### TASK INSTRUCTIONS
Transcribe the records below exactly as they appear, omitting any pictures.

☆ ☆ ☆ ☆

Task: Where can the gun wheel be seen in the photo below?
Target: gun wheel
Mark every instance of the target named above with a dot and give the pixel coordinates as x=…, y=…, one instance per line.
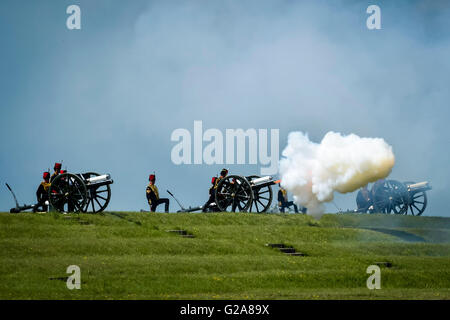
x=390, y=196
x=68, y=193
x=262, y=197
x=98, y=197
x=417, y=201
x=235, y=192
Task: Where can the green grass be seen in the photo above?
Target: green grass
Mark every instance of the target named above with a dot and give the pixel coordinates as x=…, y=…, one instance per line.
x=132, y=256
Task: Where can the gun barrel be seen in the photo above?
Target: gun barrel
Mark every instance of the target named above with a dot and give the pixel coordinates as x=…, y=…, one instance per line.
x=420, y=186
x=99, y=179
x=258, y=181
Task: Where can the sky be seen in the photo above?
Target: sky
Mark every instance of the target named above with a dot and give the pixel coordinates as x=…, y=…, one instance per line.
x=107, y=97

☆ ☆ ☆ ☆

### THE ANSWER
Task: Where can the gun wheel be seen in the photo below?
Target: gun wheel
Mark every instance of the target named above with a dot and give the pixel coordinates as x=…, y=…, one instance per line.
x=390, y=196
x=68, y=193
x=262, y=197
x=98, y=197
x=417, y=201
x=235, y=192
Task: Where can the green grass be seen in the photo above?
Target: green grass
Mark every instance of the target named above with a dot and give the pixel coordinates as x=…, y=…, one instance per line.
x=132, y=256
Task: Where can the gun barrel be seen in the photo above?
Target: gun barrel
Mark every instance of the target named above with a dot and give the pixel coordinates as x=…, y=…, one instance per line.
x=420, y=186
x=99, y=179
x=258, y=181
Task: Where can the sky be seen in the photo above?
Target: sky
Mark every instance of the target named above with a dot and give the pixel coordinates as x=…, y=…, one instance per line.
x=107, y=97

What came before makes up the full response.